§ **STATED EXERCISE**
Please condense the paragraph in the analog day text that begins "There's an unusual sort of anxiety" into two or three sentences, keeping its main facts.

§ **TEXT PASSAGE**

By Patrick La Roque
I shut down my phone last night. Doesn't happen very often so I'd forgotten the key combo. Had to dig in the settings for that one. My iPad is off as well, nestled between two books on my desk. The computer is silent; no fans, no whirrs, and no glare hitting my retinas everywhere I turn. It's early, still, but already minutes seems looser, elasticized by the sudden disappearance of markers. This is a dispatch from my first self-imposed analog day. As in, few electronics or screens, no multipurpose devices. I'm writing this on a typewriter, after filling up two pages in a notebook. I also took pictures of a dead houseplant a few moments ago—they’re on the card but I haven’t looked.
I'm not wearing my watch.
So far, so good.
There’s an unusual sort of anxiety in the air, like you've forgotten something but don't quite know what it is. Thoughts pop into my head, ideas I’d normally record on a machine, to check, or note, whatever. But I have to stop myself and there’s a sudden jolt, as my brain reassesses, unexpectedly. This is years of conditioning, challenged. An entire workflow upended. Every time it happens there's a micro-panic while my mind scrambles for a solution, searching for its bearings, trying hard to settle. And it does. It does.

§ **DATA**
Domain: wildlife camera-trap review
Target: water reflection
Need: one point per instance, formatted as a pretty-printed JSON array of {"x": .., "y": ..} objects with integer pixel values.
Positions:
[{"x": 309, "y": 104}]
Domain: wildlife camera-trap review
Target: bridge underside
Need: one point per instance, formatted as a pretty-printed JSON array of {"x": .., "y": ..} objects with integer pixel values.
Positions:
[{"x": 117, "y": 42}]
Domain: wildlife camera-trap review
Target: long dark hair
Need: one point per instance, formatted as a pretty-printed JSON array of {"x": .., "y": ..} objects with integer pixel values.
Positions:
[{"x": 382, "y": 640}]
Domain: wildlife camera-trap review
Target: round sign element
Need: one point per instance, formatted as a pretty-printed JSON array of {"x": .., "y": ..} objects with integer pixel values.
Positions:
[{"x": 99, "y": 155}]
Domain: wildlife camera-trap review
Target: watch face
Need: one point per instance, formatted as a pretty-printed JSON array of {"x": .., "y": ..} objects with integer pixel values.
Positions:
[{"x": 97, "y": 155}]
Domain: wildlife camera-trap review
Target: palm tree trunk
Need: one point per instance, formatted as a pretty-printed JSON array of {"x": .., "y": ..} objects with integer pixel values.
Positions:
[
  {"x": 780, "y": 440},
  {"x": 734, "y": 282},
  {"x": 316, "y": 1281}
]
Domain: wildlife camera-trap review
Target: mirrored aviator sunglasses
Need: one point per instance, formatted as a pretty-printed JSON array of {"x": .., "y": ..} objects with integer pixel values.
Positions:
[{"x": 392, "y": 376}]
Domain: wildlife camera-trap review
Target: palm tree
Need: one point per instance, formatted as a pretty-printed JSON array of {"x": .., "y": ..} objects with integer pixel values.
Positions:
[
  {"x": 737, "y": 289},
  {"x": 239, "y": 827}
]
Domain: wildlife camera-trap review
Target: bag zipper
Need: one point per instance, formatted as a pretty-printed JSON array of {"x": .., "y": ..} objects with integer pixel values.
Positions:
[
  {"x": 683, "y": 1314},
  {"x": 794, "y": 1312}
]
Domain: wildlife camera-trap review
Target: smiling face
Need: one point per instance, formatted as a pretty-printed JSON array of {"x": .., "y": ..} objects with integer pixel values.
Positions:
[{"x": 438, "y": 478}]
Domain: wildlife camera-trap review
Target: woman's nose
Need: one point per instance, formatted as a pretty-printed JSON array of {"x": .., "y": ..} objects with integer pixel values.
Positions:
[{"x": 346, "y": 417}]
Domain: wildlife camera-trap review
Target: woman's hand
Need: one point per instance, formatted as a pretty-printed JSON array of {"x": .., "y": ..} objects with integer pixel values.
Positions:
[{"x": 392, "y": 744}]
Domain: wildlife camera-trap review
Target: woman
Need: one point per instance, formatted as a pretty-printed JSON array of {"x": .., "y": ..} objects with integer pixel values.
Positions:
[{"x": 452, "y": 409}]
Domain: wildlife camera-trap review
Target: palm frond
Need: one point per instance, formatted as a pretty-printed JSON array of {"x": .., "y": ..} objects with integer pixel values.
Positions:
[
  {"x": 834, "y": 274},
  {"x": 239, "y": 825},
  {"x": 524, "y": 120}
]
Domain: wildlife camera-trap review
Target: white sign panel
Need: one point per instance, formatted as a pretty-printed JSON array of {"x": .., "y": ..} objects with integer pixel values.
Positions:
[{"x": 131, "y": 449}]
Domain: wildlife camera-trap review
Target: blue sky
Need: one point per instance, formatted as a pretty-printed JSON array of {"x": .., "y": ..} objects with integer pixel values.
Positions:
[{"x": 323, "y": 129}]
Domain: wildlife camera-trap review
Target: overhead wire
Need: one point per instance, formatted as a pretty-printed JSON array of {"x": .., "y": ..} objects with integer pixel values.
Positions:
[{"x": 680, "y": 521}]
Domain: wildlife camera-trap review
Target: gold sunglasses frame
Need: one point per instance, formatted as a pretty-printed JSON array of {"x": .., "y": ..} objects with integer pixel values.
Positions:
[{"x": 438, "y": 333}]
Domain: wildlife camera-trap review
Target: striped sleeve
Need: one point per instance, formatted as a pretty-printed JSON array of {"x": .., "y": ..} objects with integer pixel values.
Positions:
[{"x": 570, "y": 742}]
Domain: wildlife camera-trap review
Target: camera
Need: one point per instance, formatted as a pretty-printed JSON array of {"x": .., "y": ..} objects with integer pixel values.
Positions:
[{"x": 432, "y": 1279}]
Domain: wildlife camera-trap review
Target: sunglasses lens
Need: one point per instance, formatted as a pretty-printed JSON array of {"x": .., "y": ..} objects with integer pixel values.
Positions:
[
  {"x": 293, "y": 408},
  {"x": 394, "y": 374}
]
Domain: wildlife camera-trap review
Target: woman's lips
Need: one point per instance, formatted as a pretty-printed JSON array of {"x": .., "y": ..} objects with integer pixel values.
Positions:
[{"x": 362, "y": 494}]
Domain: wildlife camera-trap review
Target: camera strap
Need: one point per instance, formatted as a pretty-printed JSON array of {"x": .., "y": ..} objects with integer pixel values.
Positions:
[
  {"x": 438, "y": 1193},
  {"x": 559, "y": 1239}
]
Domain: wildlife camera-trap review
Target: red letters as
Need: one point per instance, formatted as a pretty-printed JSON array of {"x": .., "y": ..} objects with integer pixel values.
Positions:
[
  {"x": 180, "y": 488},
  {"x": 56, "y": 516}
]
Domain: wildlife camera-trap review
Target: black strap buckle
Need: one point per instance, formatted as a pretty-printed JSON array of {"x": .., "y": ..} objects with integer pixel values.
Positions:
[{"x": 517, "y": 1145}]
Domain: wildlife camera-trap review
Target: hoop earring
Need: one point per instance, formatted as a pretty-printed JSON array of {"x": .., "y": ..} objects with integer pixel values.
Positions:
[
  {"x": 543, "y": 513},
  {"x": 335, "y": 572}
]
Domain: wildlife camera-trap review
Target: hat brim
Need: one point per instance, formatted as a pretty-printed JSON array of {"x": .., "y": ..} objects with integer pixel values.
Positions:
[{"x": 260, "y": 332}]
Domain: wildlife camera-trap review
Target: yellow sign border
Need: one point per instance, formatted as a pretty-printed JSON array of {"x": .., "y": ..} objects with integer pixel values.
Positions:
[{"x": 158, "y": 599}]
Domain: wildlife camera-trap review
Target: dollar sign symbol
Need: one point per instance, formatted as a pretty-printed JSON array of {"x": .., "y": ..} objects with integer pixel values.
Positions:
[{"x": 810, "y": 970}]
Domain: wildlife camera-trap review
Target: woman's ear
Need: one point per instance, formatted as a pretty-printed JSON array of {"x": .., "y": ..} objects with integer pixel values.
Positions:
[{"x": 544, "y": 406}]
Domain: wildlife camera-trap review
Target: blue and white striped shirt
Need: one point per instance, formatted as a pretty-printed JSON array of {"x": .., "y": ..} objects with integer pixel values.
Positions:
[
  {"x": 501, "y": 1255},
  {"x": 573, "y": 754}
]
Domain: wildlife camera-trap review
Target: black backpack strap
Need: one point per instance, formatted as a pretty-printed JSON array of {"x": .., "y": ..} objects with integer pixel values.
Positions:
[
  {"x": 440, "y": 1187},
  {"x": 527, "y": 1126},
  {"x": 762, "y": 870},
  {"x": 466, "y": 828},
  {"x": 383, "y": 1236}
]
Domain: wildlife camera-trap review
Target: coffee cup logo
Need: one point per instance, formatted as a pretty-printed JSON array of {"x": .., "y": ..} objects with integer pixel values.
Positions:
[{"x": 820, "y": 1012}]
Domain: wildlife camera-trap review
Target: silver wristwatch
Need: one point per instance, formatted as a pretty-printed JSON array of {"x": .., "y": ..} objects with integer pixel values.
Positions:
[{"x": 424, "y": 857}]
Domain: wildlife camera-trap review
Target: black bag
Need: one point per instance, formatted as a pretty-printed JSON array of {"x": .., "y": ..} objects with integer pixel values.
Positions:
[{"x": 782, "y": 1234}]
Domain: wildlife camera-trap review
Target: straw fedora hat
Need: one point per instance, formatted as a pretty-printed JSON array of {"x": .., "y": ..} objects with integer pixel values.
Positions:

§ **COMPLETED EXERCISE**
The writer feels an unusual anxiety, like having forgotten something without knowing what. Ideas that would normally be recorded on a machine have to be held back, which brings a sudden jolt as the brain reassesses and years of conditioning and an entire workflow are challenged. Each time, there is a micro-panic while the mind searches for its bearings, but it does settle.